§ EXERCISE REQUIREMENTS
Where the word "trunk" shows up in a line below, that line is counted. State how many lines are counted, without any other words.

■ ■ ■ ■

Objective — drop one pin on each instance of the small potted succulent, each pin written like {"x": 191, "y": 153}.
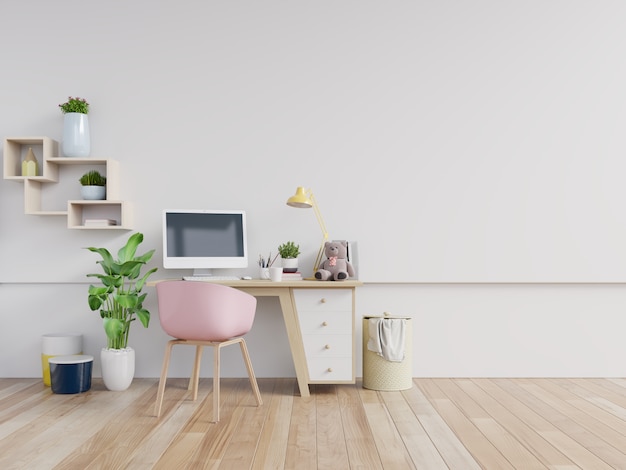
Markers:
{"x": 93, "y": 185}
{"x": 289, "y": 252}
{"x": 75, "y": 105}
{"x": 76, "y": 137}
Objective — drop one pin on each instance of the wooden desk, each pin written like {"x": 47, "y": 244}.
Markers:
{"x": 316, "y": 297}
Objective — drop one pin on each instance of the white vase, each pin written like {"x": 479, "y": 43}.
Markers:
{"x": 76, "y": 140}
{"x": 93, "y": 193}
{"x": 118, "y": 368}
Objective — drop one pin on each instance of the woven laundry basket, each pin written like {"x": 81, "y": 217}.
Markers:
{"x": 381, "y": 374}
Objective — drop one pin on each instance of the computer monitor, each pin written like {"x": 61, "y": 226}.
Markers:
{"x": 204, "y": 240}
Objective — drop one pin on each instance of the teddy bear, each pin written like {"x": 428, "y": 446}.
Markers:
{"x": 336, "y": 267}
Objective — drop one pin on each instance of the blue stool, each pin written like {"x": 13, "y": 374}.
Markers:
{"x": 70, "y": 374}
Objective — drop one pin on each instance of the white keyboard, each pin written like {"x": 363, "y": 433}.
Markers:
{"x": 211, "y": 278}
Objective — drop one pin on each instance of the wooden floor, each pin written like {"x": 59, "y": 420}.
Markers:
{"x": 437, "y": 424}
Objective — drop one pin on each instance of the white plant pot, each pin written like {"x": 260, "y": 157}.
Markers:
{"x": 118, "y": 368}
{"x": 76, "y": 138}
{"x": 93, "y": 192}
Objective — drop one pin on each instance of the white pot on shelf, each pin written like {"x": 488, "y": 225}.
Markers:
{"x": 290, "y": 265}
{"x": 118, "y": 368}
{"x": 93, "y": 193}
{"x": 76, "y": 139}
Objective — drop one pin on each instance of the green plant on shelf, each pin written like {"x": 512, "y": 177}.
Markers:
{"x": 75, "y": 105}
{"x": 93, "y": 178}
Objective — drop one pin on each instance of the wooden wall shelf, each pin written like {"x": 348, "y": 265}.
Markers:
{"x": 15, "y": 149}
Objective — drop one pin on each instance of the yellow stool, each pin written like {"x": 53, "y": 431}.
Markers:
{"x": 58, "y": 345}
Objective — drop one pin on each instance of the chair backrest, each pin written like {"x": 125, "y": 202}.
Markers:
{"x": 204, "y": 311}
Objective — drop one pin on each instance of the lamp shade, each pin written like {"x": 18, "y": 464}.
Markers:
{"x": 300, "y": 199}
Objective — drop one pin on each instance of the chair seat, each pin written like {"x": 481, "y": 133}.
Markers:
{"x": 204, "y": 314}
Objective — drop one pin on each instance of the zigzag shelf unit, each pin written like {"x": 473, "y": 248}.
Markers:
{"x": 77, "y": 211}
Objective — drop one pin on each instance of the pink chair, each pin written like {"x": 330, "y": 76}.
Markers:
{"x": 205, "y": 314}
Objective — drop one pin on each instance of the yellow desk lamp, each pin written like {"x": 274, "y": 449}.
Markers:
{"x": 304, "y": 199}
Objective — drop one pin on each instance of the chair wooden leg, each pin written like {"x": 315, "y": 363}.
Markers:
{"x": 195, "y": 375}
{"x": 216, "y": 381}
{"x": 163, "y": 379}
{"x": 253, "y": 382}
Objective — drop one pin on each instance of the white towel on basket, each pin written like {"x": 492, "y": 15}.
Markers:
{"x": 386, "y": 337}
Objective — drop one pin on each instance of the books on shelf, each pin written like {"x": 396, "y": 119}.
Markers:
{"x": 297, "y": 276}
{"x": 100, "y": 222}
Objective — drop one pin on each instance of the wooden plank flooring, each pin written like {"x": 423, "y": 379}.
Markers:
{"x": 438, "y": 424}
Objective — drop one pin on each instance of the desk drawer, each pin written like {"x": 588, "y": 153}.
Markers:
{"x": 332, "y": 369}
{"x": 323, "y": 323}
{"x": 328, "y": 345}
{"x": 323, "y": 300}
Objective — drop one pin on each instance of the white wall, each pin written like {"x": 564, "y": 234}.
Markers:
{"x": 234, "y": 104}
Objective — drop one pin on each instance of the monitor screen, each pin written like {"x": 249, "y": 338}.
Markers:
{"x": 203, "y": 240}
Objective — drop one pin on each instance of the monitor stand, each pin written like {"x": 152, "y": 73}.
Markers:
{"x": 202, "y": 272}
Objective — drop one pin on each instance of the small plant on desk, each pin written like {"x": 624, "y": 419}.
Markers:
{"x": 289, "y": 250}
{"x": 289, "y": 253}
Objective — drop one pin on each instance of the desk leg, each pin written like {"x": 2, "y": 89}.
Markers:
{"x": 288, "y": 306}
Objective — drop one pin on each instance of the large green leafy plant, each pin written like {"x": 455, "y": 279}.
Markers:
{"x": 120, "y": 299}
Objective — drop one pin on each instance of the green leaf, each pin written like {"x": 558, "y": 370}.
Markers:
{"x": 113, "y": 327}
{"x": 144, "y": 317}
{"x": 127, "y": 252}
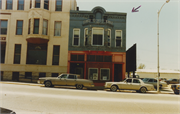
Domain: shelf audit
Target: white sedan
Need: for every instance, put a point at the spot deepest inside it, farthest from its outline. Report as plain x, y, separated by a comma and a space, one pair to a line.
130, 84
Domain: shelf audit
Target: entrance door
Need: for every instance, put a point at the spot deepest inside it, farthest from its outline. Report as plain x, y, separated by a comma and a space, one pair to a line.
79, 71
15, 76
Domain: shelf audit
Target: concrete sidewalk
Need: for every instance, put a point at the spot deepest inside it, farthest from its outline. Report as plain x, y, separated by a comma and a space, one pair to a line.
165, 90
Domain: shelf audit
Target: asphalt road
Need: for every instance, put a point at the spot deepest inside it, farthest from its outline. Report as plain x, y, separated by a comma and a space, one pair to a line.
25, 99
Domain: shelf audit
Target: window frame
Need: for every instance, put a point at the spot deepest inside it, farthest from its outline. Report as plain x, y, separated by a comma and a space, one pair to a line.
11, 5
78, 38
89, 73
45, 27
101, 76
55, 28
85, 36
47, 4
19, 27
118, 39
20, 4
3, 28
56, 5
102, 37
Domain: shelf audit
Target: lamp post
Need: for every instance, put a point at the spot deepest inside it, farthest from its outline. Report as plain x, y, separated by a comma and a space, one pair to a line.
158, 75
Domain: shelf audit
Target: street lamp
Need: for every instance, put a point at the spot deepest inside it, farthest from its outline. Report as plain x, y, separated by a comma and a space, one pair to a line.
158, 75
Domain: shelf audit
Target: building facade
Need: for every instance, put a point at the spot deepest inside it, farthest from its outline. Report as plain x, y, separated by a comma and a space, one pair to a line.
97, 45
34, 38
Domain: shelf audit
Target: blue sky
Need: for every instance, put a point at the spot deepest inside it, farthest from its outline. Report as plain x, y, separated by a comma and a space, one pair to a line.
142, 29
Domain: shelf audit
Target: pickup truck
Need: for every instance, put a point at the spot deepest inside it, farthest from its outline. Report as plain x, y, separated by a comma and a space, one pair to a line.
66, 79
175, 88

■ ■ ■ ■

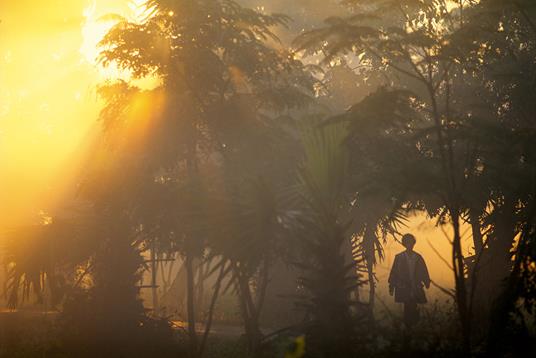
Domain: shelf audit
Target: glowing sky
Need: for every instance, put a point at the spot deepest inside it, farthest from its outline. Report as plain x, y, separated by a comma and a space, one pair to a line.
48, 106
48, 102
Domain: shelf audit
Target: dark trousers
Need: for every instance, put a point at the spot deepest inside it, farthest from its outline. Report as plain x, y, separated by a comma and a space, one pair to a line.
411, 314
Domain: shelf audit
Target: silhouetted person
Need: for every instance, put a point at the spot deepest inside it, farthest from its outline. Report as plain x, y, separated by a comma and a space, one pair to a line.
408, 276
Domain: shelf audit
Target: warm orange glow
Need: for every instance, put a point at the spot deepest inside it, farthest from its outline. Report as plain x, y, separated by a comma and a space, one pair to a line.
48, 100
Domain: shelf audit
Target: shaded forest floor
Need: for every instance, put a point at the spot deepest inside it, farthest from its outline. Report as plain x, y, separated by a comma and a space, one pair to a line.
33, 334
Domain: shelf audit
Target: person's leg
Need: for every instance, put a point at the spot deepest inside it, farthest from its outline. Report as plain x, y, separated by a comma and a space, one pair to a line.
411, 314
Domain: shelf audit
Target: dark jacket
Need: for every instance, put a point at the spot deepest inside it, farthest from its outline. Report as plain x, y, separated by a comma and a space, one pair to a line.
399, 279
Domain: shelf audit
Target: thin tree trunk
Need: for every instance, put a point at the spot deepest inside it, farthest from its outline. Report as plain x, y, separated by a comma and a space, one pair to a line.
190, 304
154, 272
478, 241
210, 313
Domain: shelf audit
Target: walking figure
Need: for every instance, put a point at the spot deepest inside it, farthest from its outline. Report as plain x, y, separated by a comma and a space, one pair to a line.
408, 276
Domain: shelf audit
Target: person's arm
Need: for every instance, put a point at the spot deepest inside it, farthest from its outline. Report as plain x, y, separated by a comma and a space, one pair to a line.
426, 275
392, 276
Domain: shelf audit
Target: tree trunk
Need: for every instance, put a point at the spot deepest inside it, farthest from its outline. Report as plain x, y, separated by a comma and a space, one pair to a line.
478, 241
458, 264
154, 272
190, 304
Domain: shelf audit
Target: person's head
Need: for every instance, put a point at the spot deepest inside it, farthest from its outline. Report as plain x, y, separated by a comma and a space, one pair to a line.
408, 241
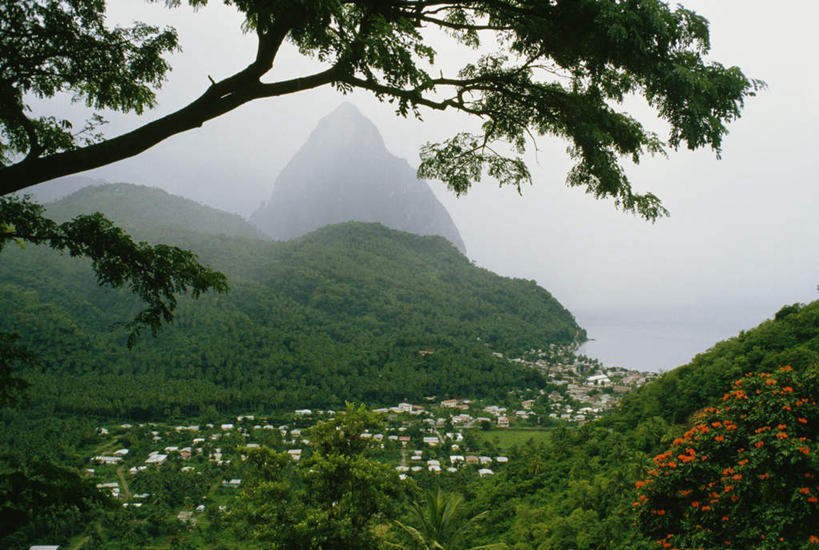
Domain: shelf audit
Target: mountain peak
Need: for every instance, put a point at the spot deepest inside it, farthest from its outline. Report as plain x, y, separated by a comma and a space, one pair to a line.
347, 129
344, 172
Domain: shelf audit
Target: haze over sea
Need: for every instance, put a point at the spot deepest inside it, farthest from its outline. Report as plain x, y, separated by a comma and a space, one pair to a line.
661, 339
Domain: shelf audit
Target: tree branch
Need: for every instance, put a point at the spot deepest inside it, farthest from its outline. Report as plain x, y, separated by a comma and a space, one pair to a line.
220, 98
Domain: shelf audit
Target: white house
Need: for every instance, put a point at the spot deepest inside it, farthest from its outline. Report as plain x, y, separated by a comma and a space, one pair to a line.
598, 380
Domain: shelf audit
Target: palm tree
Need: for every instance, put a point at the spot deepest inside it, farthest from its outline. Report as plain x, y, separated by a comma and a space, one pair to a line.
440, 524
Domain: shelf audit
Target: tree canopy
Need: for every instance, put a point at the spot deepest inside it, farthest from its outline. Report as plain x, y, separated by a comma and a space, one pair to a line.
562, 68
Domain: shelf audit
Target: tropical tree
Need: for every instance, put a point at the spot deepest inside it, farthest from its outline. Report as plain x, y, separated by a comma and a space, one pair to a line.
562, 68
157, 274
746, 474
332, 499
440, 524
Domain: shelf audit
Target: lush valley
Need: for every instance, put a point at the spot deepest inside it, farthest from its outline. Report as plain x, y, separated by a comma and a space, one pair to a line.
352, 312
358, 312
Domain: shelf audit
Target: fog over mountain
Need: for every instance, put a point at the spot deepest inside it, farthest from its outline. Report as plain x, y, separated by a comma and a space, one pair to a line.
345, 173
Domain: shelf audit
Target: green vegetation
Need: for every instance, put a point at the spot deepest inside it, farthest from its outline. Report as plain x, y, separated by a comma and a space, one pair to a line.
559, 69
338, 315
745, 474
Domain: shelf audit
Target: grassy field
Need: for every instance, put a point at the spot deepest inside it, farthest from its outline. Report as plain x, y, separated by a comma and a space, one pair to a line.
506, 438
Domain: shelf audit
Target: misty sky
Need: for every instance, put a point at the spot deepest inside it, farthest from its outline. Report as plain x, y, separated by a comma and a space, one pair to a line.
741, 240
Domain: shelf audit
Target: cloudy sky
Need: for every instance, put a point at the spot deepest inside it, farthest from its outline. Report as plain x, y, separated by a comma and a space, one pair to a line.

■ ■ ■ ■

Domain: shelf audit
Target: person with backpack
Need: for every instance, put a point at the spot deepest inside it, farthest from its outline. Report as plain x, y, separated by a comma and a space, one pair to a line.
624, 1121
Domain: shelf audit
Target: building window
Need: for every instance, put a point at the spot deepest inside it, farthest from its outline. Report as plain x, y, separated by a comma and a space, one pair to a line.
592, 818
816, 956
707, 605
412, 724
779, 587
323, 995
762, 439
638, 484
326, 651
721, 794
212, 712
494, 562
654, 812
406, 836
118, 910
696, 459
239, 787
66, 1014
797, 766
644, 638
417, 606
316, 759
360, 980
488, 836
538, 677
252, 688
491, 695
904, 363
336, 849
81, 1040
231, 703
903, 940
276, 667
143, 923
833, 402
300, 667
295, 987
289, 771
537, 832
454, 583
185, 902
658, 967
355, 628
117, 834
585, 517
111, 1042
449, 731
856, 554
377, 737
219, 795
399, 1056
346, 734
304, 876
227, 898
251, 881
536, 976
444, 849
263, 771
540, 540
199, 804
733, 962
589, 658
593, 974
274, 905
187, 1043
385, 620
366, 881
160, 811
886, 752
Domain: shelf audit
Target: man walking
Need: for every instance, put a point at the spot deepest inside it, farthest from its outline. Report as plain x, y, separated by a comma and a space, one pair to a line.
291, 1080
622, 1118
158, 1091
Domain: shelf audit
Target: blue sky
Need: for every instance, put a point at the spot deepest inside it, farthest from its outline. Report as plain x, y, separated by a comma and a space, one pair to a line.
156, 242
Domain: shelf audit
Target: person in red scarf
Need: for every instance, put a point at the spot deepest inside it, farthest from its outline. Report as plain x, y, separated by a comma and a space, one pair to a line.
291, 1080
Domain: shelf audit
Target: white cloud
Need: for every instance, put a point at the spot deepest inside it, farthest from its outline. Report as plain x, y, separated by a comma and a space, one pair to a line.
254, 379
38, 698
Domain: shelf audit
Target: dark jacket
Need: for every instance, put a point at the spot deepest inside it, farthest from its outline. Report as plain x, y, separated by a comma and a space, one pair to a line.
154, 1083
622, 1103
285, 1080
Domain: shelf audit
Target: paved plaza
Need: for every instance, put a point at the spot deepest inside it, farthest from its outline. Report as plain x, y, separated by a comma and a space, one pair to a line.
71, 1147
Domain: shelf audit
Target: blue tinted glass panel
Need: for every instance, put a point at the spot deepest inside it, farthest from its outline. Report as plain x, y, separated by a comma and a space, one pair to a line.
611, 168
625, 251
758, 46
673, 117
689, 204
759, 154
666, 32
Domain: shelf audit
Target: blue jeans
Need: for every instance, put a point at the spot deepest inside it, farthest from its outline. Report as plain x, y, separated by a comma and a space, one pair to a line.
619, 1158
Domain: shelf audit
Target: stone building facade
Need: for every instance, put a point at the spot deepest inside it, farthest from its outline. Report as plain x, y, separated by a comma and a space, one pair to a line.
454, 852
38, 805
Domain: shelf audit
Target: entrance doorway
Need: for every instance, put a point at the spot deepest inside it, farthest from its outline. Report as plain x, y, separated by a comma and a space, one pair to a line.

■ ■ ■ ■

§ ANSWER BOX
2